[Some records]
— Begin —

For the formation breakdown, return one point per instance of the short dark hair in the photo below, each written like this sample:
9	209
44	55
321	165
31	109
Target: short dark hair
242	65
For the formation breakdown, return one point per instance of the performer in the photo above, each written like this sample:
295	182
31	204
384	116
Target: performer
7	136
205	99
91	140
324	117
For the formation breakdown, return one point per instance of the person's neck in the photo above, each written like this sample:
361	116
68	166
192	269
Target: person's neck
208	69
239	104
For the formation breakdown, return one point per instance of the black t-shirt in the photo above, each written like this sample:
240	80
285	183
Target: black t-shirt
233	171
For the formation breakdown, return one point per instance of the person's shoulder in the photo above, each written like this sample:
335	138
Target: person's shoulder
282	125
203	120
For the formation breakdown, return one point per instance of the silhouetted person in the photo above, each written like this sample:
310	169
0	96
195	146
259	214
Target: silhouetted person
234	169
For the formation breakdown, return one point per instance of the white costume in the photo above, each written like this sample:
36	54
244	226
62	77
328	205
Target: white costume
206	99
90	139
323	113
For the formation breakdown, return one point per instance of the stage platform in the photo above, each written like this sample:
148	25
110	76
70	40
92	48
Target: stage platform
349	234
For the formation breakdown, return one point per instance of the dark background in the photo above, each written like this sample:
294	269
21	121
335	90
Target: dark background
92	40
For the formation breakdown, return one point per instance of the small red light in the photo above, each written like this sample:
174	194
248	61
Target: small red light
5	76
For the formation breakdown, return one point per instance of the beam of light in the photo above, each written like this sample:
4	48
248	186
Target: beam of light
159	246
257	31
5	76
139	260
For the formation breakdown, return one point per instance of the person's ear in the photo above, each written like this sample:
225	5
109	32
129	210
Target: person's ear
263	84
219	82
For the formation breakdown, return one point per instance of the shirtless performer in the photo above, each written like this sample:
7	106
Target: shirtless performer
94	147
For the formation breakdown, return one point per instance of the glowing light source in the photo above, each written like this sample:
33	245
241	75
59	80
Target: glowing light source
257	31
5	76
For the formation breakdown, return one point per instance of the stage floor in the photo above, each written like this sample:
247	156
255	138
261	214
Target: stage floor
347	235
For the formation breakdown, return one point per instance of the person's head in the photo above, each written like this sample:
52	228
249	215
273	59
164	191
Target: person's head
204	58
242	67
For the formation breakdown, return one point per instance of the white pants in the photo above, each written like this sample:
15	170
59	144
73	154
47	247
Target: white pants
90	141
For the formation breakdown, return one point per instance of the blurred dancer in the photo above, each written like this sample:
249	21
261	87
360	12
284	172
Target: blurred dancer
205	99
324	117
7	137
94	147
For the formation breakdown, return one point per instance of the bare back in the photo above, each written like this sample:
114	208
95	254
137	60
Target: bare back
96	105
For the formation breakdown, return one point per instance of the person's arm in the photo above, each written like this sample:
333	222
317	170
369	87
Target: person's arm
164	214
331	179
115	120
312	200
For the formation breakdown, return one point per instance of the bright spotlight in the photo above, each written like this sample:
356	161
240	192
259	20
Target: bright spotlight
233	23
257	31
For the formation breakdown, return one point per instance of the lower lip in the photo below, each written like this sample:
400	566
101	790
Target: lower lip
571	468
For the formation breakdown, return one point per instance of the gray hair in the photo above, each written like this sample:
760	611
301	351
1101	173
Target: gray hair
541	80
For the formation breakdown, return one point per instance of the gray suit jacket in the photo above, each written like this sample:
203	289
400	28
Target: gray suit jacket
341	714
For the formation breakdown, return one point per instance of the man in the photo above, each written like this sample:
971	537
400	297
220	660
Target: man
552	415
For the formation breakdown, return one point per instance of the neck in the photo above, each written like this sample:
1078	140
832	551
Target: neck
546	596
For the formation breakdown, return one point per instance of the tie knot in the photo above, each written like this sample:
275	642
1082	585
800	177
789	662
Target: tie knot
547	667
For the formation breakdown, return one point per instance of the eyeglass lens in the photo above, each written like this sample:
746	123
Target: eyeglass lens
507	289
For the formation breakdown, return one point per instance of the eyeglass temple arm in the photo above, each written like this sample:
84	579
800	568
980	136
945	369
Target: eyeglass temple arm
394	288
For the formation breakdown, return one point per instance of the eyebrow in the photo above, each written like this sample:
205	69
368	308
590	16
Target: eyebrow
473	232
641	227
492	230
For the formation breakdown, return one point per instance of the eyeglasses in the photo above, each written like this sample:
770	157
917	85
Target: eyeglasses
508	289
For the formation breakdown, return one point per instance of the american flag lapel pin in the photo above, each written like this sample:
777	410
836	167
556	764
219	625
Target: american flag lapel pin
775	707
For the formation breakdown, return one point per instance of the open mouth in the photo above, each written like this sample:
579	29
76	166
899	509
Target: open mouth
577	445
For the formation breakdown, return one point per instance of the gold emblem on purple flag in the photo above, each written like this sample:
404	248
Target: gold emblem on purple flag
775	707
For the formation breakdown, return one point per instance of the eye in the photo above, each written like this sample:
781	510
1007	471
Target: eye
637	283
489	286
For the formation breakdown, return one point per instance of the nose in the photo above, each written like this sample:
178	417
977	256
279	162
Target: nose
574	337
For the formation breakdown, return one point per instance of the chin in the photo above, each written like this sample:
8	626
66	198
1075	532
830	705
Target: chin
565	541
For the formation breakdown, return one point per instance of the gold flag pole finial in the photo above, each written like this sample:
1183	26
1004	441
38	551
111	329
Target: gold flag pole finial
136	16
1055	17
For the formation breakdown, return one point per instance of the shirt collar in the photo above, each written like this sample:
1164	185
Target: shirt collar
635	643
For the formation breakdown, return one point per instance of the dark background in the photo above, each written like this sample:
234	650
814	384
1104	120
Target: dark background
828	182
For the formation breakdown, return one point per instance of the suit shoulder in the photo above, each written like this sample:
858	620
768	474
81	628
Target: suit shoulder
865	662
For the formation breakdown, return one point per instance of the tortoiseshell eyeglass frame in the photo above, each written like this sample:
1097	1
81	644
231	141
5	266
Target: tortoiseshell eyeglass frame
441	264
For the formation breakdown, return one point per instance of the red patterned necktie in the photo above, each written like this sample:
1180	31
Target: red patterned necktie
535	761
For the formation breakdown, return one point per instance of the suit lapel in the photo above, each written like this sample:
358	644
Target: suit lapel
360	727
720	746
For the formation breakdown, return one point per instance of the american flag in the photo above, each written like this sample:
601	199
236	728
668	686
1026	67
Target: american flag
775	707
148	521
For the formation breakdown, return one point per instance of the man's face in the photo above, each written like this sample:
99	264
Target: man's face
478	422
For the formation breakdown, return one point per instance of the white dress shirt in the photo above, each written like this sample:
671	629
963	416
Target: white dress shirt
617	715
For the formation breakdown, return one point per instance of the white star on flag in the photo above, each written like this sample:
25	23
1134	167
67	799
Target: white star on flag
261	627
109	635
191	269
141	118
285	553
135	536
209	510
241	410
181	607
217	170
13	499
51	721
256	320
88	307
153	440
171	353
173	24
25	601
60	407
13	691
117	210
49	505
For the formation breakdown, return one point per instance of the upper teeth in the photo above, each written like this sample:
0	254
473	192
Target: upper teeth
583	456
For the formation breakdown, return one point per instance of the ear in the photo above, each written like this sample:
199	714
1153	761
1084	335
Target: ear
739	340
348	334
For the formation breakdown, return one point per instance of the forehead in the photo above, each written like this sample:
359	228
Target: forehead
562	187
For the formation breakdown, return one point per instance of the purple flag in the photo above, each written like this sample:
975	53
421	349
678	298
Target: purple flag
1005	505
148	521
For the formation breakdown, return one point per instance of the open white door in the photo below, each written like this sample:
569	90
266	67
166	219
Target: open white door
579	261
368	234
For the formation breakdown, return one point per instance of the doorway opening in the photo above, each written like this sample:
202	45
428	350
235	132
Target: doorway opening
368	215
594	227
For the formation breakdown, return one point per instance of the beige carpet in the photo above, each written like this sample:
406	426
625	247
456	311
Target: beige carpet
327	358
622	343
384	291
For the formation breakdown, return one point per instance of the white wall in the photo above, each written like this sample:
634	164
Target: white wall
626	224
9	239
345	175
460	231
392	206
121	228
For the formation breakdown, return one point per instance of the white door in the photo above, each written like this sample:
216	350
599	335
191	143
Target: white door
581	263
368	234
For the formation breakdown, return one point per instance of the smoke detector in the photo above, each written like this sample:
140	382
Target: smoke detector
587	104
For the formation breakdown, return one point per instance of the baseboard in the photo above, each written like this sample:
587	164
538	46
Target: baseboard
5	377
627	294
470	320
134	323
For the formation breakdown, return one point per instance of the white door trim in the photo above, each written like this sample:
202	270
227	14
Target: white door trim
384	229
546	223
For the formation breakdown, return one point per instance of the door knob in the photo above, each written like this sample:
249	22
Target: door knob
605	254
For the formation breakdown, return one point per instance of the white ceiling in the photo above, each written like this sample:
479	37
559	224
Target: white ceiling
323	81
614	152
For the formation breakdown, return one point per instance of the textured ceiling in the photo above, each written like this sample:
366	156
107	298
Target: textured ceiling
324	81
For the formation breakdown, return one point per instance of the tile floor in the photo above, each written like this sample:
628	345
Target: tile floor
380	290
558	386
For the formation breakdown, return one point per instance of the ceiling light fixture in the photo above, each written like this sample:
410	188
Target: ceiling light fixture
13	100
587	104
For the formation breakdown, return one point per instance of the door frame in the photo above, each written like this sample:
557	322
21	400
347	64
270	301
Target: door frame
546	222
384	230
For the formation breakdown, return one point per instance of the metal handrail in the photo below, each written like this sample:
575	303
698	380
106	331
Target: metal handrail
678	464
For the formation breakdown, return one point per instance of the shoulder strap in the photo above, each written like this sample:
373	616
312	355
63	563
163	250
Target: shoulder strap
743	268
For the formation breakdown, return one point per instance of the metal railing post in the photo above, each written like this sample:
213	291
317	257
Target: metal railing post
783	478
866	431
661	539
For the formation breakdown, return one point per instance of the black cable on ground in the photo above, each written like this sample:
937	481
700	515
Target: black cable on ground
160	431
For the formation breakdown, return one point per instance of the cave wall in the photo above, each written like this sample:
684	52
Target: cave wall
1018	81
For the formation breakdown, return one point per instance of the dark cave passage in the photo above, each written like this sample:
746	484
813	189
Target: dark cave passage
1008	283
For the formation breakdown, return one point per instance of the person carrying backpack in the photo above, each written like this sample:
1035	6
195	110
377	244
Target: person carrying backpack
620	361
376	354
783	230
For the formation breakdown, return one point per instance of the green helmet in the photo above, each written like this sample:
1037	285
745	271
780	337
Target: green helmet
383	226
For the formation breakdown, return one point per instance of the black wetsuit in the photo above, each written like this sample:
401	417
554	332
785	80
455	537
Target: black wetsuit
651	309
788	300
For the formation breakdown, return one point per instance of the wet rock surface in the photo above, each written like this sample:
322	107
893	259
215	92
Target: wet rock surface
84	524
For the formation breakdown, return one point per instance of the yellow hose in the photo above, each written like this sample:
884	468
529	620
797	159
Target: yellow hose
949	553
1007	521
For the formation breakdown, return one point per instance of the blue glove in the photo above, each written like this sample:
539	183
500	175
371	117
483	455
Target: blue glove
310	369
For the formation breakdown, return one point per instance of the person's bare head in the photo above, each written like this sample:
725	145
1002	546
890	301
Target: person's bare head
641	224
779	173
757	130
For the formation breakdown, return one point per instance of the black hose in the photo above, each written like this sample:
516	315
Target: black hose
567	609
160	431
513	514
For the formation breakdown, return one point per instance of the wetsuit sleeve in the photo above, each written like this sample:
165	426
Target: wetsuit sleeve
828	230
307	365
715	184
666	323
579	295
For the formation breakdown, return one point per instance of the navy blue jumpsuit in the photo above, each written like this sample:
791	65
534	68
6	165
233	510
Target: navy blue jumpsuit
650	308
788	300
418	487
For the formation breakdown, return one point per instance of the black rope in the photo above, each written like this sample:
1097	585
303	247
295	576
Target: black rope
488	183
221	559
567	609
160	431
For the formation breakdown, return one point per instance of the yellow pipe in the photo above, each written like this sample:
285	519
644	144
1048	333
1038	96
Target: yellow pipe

— End —

* Aim of the exercise:
Copy, character for character, the lines from the line that holds "of the blue" through the final line of the records above.

* Response for this exercise:
For the formation breakdown, return one point per instance of the blue glove in the photo above, each written like this sample:
539	183
500	175
371	117
483	455
Target: blue glove
310	369
For the formation breakdown, return one point per instance of the person's bare head in the photo above, each written like this sample:
725	145
1002	546
890	301
Target: person's bare head
641	224
779	173
757	130
For the formation breakdown, return one point per instance of the black hose in the photo above, each written like this sample:
516	315
Target: black hose
567	609
160	431
513	514
For the formation breakdown, return one point per instance of the wetsuit sleeve in the photo above, each written like this sample:
165	426
Target: wetsuit sleeve
828	230
307	365
715	184
666	323
579	295
For the formation breakdown, return one point per instance of the navy blue jumpsuit in the photo above, each written like this sample:
791	65
534	68
6	165
233	510
Target: navy blue jumpsuit
650	308
788	300
418	487
For the formation breakdown, return one point per instance of the black rope in the photo above, each written like this sample:
1097	585
303	247
295	576
Target: black rope
488	183
221	559
567	609
160	431
For the formation breakdown, return one point per instance of the yellow pipe in the photo above, each written like this sample:
285	519
644	144
1048	333
1038	96
Target: yellow pipe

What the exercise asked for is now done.